> **Task to carry out**: Each line of the material that mentions the word "Example" is to be copied.

> **Entries supplied**:
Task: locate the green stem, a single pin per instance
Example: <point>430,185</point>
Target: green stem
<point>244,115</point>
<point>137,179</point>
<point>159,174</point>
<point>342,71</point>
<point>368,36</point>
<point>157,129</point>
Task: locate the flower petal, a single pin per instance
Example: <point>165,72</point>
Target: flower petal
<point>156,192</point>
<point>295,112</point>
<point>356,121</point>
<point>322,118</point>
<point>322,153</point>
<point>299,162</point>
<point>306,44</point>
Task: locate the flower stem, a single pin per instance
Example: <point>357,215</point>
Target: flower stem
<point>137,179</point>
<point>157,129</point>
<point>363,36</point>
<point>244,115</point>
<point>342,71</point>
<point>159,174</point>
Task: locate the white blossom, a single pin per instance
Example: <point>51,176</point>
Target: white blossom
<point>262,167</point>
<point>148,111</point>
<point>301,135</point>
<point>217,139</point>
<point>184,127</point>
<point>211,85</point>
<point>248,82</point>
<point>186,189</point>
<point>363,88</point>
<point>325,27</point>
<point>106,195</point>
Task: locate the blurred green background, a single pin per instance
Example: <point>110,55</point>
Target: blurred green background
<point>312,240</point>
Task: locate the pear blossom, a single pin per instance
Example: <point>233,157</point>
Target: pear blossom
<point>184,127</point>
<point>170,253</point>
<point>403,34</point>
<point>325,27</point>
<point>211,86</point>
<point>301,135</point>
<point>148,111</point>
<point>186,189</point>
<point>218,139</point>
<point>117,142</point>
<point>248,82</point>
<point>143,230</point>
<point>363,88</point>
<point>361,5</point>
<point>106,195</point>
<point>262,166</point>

> **Response area**:
Example: <point>430,185</point>
Example: <point>165,72</point>
Example: <point>357,215</point>
Example: <point>51,176</point>
Example: <point>110,55</point>
Example: <point>233,157</point>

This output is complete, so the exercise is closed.